[start Source data]
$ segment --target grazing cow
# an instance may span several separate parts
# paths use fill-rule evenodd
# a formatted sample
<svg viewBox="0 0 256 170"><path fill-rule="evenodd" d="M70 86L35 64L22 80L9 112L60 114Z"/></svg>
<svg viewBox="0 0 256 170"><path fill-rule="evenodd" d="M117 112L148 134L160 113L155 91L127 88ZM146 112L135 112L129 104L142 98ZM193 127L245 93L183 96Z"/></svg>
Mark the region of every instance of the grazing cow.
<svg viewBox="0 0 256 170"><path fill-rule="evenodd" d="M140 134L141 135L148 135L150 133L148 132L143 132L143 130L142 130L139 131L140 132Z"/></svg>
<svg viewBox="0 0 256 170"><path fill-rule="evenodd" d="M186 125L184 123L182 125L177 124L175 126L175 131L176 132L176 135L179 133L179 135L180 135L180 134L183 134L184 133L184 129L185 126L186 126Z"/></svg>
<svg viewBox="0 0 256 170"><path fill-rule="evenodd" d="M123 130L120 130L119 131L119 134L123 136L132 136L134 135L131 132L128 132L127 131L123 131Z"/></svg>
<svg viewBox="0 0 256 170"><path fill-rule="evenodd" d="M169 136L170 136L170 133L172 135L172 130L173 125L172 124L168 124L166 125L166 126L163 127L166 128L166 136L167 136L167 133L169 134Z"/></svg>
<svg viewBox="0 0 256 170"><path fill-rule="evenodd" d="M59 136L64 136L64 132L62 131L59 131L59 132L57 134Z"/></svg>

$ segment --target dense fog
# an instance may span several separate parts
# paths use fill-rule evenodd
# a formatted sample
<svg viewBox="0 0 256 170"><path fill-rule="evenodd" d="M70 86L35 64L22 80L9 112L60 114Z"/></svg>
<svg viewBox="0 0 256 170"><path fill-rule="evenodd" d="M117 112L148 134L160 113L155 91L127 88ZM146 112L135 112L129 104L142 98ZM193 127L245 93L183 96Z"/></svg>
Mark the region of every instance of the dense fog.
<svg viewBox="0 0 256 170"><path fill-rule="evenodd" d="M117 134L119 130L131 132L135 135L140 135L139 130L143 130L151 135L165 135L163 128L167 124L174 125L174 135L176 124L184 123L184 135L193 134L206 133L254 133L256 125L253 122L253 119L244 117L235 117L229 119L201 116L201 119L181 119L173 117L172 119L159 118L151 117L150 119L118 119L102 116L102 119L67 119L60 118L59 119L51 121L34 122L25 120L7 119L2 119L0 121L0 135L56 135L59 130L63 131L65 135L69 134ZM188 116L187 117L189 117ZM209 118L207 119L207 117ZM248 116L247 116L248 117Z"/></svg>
[end Source data]
→ **Task to carry out**
Can you render every line of the records above as a JSON list of strings, one string per line, with blank lines left out?

→ **Solution to this problem**
[
  "$ segment --target grazing cow",
  "# an instance may span several separate parts",
  "# paths use fill-rule evenodd",
  "# a formatted sample",
  "<svg viewBox=\"0 0 256 170\"><path fill-rule=\"evenodd\" d=\"M70 86L35 64L22 80L9 112L60 114Z\"/></svg>",
  "<svg viewBox=\"0 0 256 170\"><path fill-rule=\"evenodd\" d=\"M117 112L148 134L160 113L155 91L127 88ZM146 112L135 112L129 104L142 98ZM193 127L245 93L183 96Z\"/></svg>",
  "Mark the region of every instance of the grazing cow.",
  "<svg viewBox=\"0 0 256 170\"><path fill-rule=\"evenodd\" d=\"M140 134L141 135L148 135L150 133L148 132L143 132L143 130L142 130L139 131L140 132Z\"/></svg>",
  "<svg viewBox=\"0 0 256 170\"><path fill-rule=\"evenodd\" d=\"M186 125L184 123L182 125L177 124L175 126L175 131L176 132L176 135L179 133L179 135L180 135L180 134L183 134L184 133L184 129L185 126L186 126Z\"/></svg>",
  "<svg viewBox=\"0 0 256 170\"><path fill-rule=\"evenodd\" d=\"M123 130L120 130L119 131L119 134L123 136L132 136L134 135L131 132L128 132L127 131L123 131Z\"/></svg>",
  "<svg viewBox=\"0 0 256 170\"><path fill-rule=\"evenodd\" d=\"M169 136L170 136L170 133L172 135L172 130L173 125L172 124L168 124L166 125L166 126L163 127L166 128L166 136L167 136L167 133L169 134Z\"/></svg>",
  "<svg viewBox=\"0 0 256 170\"><path fill-rule=\"evenodd\" d=\"M59 136L64 136L64 132L62 131L59 131L59 132L57 134Z\"/></svg>",
  "$ segment --target dense fog",
  "# an instance may span several separate parts",
  "# paths use fill-rule evenodd",
  "# a formatted sample",
  "<svg viewBox=\"0 0 256 170\"><path fill-rule=\"evenodd\" d=\"M70 86L35 64L22 80L9 112L60 114Z\"/></svg>",
  "<svg viewBox=\"0 0 256 170\"><path fill-rule=\"evenodd\" d=\"M117 112L148 134L160 113L155 91L127 88ZM146 112L135 112L129 104L142 98ZM193 127L245 93L183 96Z\"/></svg>",
  "Mark the region of every instance of the dense fog.",
  "<svg viewBox=\"0 0 256 170\"><path fill-rule=\"evenodd\" d=\"M117 134L119 130L131 132L135 135L140 135L139 130L143 130L151 135L165 135L163 128L167 124L174 125L174 135L176 124L184 123L184 135L193 134L206 133L254 133L256 125L253 122L253 119L244 117L235 117L229 119L201 116L201 119L181 119L173 117L172 119L159 118L151 117L150 119L118 119L102 116L102 119L67 119L60 118L59 119L51 121L34 122L25 120L7 119L2 119L0 121L0 135L56 135L59 130L63 131L65 135L69 134ZM188 116L187 117L189 117ZM209 118L207 119L207 117ZM248 116L247 116L248 117Z\"/></svg>"
]